D'après l'extrait sur l'hydrogène, combien d'emplois pourraient naître d'ici à 2030 avec l'essor de cette technologie ?

**Extrait retenu:**
________________________

Le modèle économique conçoit deux types de stations, celle qui produit en local et celles qu'on alimente. Le premier cas implique l'intégration d'un électrolyseur, mais permettra d'économiser le coût du transport des 400 kg journaliers nécessaires à un point de recharge. "Une station n'est rentable que si elle est chargée pour approvisionner des véhicules, préviennent les représentants des parties prenantes. Il faut un mécanisme et des garanties financières en cas d'absence de demande". En attendant, la loi d'orientation des mobilités (LOM) multipliera-t-elle les incitations pratiques pour lancer le marché ? Les industriels veulent y croire, arguant qu'il y aura un retour sur investissement du fait que 85 % de la valeur de l'hydrogène vendu à la pompe sera d'origine française, quand 90 % de la valeur du carburant fossile mis dans le réservoir profite à des puissances étrangères. Outre la production d'équipements, il est estimé que plus de 30 000 emplois pourraient naître avec l'essor de la technologie hydrogène, d'ici à 2030… mais au prix de destruction par ailleurs. 

Toyota contracte avec Caetanobus

Le débat a été relancé par Hyundai car la marque introduit son SUV Nexo sur le marché. Mais Toyota et Honda étaient invités à prendre part à l'événement car l'enjeu dépasse les frontières du territoire concurrentiel. Les constructeurs doivent faire front commun, d'autant plus en France, pour faire changer les opinions et arbitrages. Si l'on en croit les projections, les véhicules propulsés par une pile à combustible représenteront au moins 3 % des ventes de VN dans le monde en 2030. Conjugués aux véhicules électriques à batterie, cela portera la part de marché du segment à 30,4 % de la production mondiale, dont 5,4 % pour les véhicules à hydrogène. Passer de presque 0 à 5 points de pénétration en 10 ans, ce sera une progression plus rapide que celle du véhicule électrique qui durant la décennie à conclure aura à peine grapillé 3 % sur les motorisations thermiques.

________________________

[Entrées de données]
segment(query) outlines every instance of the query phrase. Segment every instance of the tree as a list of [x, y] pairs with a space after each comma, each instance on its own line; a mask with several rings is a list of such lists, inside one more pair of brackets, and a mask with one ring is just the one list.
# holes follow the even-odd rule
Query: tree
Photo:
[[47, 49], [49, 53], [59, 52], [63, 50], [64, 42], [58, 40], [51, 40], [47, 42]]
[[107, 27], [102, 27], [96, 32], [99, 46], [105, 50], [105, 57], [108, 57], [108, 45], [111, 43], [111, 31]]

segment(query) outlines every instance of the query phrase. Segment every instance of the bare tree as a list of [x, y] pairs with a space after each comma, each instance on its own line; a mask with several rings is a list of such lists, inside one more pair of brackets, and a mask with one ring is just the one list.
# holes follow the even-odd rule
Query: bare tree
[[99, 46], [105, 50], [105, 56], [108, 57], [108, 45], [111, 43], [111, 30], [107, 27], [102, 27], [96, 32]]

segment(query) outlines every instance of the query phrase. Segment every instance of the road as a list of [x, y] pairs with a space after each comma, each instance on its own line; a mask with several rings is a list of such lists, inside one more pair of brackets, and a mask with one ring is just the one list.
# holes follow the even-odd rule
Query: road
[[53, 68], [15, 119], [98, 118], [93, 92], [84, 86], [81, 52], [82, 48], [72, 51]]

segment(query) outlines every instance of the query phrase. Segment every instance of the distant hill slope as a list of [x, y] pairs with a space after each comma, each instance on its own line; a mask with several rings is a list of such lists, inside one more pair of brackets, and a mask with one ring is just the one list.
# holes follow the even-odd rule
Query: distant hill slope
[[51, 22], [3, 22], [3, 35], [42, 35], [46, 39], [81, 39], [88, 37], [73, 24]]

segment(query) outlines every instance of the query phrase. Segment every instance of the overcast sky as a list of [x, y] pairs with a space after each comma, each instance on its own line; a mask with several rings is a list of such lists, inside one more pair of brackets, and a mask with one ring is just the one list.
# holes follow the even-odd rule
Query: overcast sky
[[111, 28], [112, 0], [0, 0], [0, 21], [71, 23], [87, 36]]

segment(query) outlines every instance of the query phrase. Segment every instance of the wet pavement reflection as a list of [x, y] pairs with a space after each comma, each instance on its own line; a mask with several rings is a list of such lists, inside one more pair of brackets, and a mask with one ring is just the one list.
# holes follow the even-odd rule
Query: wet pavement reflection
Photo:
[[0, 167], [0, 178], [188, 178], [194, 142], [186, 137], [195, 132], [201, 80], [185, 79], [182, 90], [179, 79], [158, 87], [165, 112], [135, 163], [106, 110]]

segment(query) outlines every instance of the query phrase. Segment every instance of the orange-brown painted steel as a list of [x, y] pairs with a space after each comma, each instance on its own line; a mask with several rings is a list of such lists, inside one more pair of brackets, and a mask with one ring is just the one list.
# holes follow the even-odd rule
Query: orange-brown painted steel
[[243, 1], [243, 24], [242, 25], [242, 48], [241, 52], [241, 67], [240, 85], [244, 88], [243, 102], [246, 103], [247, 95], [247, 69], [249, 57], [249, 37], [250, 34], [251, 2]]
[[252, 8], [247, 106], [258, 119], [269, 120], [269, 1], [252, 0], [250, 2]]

________________________

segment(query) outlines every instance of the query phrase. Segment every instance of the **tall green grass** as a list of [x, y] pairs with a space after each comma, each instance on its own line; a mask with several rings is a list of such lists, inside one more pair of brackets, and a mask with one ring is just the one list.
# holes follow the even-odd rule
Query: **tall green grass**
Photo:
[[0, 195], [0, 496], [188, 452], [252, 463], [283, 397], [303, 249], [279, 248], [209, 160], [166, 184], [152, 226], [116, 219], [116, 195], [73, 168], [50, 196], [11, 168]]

________________________

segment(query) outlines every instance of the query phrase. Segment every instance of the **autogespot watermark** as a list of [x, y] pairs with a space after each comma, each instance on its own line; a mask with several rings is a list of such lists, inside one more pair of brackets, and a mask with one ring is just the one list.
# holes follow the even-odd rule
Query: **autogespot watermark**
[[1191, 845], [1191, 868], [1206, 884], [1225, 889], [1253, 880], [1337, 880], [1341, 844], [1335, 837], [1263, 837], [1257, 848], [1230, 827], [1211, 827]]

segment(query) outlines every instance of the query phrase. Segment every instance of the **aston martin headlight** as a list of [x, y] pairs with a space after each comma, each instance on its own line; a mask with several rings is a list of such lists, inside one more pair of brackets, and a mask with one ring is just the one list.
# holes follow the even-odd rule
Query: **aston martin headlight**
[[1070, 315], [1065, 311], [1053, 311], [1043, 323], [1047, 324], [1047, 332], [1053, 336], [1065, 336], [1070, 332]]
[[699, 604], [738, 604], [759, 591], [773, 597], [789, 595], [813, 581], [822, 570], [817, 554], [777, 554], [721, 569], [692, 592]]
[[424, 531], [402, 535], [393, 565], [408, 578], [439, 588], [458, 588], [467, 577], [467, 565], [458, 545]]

________________________

**Réponse attendue:**
Plus de 30 000 emplois.